··· MATERIAL TO PROCESS ···

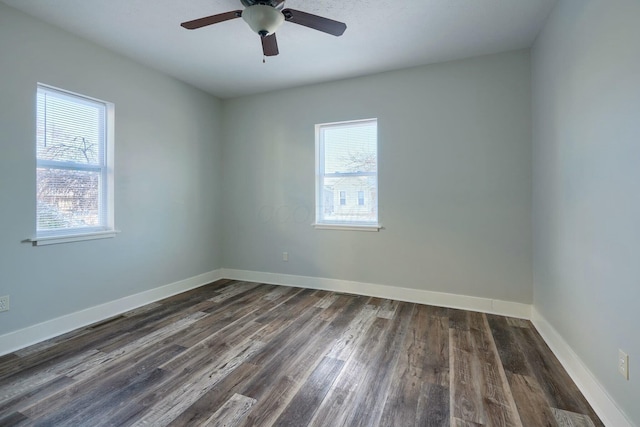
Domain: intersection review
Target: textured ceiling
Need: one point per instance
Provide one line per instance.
(226, 59)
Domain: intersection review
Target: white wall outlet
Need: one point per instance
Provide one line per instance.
(4, 303)
(623, 364)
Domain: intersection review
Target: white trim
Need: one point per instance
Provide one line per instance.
(68, 238)
(51, 328)
(347, 227)
(485, 305)
(610, 414)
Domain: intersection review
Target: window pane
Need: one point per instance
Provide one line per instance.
(67, 199)
(69, 128)
(341, 199)
(351, 148)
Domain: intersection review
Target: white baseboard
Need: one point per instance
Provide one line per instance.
(592, 390)
(51, 328)
(441, 299)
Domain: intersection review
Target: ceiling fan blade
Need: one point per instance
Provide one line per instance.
(270, 45)
(316, 22)
(213, 19)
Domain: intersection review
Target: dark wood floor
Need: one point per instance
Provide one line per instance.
(247, 354)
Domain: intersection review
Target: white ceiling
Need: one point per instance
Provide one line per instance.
(226, 59)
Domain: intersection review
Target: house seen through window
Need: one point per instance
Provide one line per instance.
(347, 173)
(74, 164)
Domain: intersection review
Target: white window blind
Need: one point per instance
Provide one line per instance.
(347, 173)
(74, 164)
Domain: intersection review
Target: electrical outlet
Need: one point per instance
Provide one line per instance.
(623, 364)
(4, 303)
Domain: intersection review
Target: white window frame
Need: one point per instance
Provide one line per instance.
(106, 229)
(320, 222)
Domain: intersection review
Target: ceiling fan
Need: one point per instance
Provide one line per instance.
(265, 17)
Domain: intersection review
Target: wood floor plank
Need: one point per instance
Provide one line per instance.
(301, 408)
(500, 408)
(560, 391)
(465, 395)
(571, 419)
(201, 410)
(232, 412)
(423, 362)
(284, 374)
(371, 369)
(433, 406)
(171, 406)
(511, 355)
(533, 407)
(249, 354)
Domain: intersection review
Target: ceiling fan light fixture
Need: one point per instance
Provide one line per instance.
(263, 19)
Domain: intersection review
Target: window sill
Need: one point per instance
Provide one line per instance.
(69, 238)
(348, 227)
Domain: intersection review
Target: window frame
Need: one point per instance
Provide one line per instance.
(105, 168)
(320, 222)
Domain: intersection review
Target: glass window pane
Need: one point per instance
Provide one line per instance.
(350, 148)
(67, 199)
(69, 129)
(349, 199)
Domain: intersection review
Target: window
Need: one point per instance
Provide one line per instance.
(74, 175)
(347, 175)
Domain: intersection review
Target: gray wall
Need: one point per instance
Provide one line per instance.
(455, 179)
(586, 145)
(167, 182)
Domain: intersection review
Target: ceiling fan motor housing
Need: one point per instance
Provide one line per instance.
(263, 19)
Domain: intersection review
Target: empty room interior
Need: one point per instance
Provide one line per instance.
(398, 213)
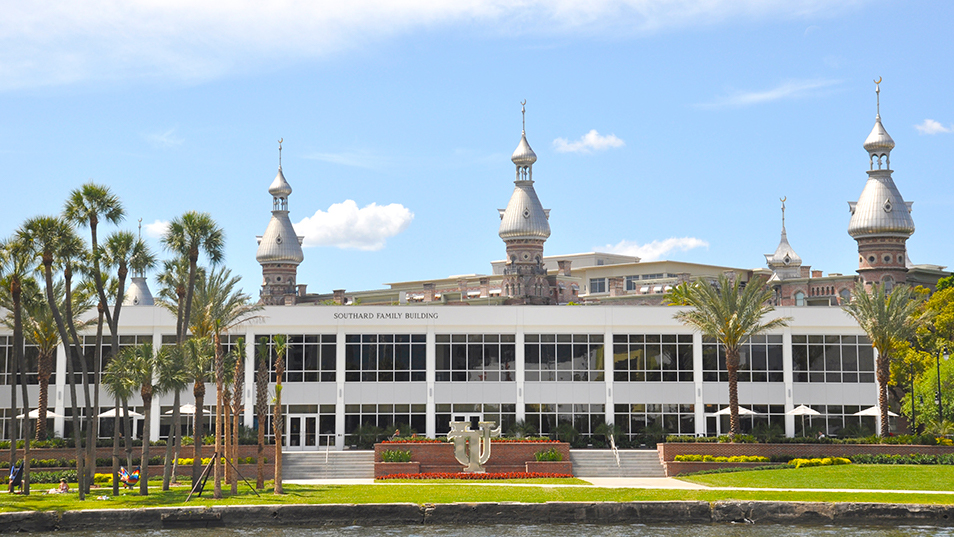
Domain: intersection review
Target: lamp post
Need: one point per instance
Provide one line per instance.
(940, 409)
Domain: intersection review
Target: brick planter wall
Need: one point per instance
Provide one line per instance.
(504, 456)
(668, 452)
(550, 467)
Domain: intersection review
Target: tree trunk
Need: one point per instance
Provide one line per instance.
(884, 373)
(146, 394)
(171, 439)
(199, 392)
(732, 366)
(219, 415)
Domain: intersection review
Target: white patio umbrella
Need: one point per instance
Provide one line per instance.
(35, 413)
(802, 410)
(873, 411)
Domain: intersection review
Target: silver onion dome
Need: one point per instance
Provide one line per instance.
(138, 293)
(880, 210)
(280, 187)
(523, 155)
(879, 141)
(279, 244)
(524, 217)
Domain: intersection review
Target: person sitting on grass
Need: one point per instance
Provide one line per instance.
(62, 489)
(16, 478)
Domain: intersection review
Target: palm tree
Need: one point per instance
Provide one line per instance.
(145, 364)
(261, 405)
(220, 305)
(119, 379)
(16, 259)
(277, 423)
(173, 375)
(887, 317)
(238, 386)
(731, 313)
(198, 358)
(187, 236)
(54, 240)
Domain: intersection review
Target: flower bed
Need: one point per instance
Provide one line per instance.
(476, 477)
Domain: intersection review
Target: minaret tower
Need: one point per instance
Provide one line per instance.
(524, 227)
(785, 263)
(279, 249)
(881, 220)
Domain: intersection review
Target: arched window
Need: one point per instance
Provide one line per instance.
(799, 298)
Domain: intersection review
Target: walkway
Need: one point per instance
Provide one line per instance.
(626, 482)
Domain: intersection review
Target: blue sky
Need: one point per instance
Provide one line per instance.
(667, 129)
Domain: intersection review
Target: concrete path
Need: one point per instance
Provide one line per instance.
(626, 482)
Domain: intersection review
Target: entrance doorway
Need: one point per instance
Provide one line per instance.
(302, 432)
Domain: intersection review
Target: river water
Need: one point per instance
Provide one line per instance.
(545, 530)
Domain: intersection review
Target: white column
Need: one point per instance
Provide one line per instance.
(788, 378)
(430, 423)
(248, 420)
(521, 374)
(339, 388)
(699, 410)
(610, 414)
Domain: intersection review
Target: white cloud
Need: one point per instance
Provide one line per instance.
(792, 89)
(589, 142)
(164, 139)
(347, 226)
(655, 250)
(156, 229)
(929, 126)
(357, 159)
(48, 42)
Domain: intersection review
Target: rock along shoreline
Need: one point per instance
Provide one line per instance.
(605, 513)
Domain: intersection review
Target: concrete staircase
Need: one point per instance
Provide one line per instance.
(339, 465)
(602, 463)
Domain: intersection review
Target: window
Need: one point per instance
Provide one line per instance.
(652, 358)
(504, 415)
(308, 358)
(597, 285)
(476, 357)
(546, 417)
(760, 360)
(632, 283)
(385, 357)
(832, 359)
(564, 357)
(384, 416)
(633, 419)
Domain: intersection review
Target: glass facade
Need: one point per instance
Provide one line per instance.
(476, 357)
(652, 358)
(760, 360)
(385, 357)
(832, 359)
(564, 357)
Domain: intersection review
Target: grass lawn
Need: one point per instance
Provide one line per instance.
(446, 492)
(849, 476)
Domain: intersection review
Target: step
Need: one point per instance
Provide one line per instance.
(328, 465)
(602, 463)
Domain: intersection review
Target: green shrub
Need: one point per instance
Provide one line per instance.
(548, 455)
(396, 455)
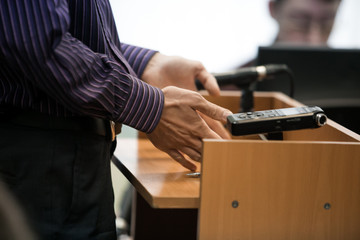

···

▶ GIVEN EXERCISE: Tally the lines in the rows above that contain the string "wood". Give only the number.

▶ CORRECT OUTPUT: 2